Excerto do documento:
::::::

Os carbocatiões, intermediários reativos em muitas reacções orgânicas, são catiões em que a carga positiva está associada a um ou mais átomos de carbono, como por exemplo CH3+ (carbocatião metilo) e CH2=CH-CH2+ (carbocatião alilo):


Carbocatiões Fig 1.png


São normalmente muito reativos, o que lhes confere uma vida bastante curta. Foi J. Stiegler, em 18992, quem propôs pela primeira vez a intervenção de carbocatiões como intermediários em Química Orgânica, ideia que foi desenvolvida mais tarde por H. Meerwein3.


No carbocatião metilo a carga positiva está praticamente toda localizada no átomo de carbono mas no carbocatião alilo a carga está deslocalizada, o que se representa utilizando as seguintes estruturas contribuintes (ressonância):


Carbocatiões Fig 2.png


A verdadeira estrutura do carbocatião é algo parecida com a representação inserida por baixo da chaveta e significa que na partícula não existem nem ligações duplas nem ligações simples, mas ligações com carácter intermédio entre duplo e simples, que se representaram por um traço tracejado sobre um traço cheio. Mostra, igualmente, que a carga positiva não está localizada num só átomo de carbono mas distribuída pelos carbonos terminais do carbocatião. Dada a simetria da partícula, as cargas δ+ aqui são iguais a 0,5+.

::::::

(Entradas de anotação espacial)

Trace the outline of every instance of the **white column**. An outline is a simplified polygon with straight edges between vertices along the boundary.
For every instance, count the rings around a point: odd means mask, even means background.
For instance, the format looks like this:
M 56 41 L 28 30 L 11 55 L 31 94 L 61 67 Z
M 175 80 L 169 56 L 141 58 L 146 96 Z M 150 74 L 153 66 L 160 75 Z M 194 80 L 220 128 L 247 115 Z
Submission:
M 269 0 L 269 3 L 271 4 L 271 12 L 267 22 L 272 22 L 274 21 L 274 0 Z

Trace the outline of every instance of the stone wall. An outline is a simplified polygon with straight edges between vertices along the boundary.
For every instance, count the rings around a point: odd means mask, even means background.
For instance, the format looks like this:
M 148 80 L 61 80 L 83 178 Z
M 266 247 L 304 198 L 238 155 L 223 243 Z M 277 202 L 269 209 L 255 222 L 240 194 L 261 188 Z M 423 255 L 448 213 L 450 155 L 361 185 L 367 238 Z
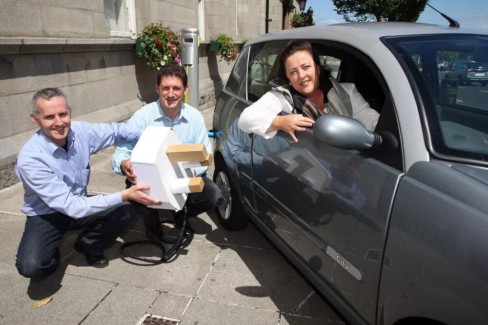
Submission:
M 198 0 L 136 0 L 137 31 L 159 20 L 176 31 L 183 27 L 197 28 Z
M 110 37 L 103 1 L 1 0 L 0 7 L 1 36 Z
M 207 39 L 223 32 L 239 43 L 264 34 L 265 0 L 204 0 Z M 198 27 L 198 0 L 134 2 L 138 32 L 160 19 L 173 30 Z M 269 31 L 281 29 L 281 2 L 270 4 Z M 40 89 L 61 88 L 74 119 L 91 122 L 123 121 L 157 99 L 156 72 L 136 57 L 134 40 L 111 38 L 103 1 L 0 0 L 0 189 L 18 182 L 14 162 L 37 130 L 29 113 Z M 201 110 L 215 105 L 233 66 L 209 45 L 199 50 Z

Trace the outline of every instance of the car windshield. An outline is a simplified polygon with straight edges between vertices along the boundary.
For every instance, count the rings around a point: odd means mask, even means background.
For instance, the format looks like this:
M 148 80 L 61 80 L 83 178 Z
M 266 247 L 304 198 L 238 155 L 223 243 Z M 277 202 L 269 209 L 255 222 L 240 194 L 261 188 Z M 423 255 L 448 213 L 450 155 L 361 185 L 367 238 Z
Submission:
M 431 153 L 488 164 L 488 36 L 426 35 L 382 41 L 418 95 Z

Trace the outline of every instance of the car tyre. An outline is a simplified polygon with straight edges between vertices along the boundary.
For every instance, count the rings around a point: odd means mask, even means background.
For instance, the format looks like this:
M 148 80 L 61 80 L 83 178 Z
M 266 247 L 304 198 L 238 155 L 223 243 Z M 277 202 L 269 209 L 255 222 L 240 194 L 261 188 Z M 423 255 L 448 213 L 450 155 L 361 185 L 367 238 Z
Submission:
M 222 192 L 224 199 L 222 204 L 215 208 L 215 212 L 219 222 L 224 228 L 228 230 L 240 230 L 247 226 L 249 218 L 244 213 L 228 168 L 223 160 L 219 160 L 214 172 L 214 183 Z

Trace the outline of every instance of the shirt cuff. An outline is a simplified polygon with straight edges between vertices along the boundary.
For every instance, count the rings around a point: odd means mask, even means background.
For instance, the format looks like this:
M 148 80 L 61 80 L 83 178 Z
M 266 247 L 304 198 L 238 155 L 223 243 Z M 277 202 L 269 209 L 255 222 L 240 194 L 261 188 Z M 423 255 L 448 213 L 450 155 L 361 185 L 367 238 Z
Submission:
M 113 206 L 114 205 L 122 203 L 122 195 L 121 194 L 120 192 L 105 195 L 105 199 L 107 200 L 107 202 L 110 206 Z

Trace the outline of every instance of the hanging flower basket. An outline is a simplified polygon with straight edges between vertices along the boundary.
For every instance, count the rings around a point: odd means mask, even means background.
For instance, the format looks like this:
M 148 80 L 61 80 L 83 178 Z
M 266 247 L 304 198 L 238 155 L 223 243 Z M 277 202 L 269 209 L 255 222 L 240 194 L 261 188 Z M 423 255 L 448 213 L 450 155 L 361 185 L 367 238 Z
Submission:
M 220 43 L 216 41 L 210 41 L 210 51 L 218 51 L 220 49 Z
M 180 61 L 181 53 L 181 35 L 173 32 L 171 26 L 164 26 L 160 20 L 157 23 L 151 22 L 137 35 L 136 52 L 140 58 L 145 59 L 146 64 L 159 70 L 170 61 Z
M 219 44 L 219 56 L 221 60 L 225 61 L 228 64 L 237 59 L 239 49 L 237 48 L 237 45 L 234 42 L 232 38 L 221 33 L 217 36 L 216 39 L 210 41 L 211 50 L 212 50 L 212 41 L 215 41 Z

::::::

Instrução 1: Segundo o excerto sobre carbocatiões, quem desenvolveu posteriormente a ideia da intervenção de carbocatiões como intermediários em Química Orgânica?
Instrução 2: Enumere todos os tipos de ligação que o excerto sobre carbocatiões menciona ao descrever a verdadeira estrutura do carbocatião alilo.
Instrução 3: Prossiga o excerto sobre carbocatiões, começando logo após a última frase apresentada.

Resposta 1: H. Meerwein.

Resposta 2: Ligações duplas; ligações simples; ligações com carácter intermédio entre duplo e simples.

Resposta 3:
A geometria em torno do átomo de carbono com carga positiva é plana, o que seria de esperar dada a repulsão dos pares eletrónicos que fazem as ligações do carbono aos três átomos adjacentes. A geometria destes dois carbocatiões está representada na figura:


Carbocatiões Fig 3.png


As três orbitais moleculares (OM) π do carbocatião alilo resultantes da combinação das três orbitais atómicas p são as seguintes:


Carbocatiões Fig 4.png


A OM de menor energia está completamente preenchida e estende-se sobre todo o sistema, o que confere às ligações C-C um caráter intermédio entre ligação simples e ligação dupla (3 electrões em cada ligação, ou seja, dois electrões \(\sigma\) e um electrão π entre dois carbonos). A maior contribuição da orbital atómica pz2 para esta orbital molecular mostra que a densidade electrónica é maior sobre o carbono central, ou seja, a deficiência eletrónica situa-se nos carbonos laterais (o que equivale a dizer que é neles onde existe excesso de carga positiva, como as estruturas contribuintes mostram).


Os carbocatiões podem apresentar estruturas variadas, como os carbocatiões benzilo e fenilo.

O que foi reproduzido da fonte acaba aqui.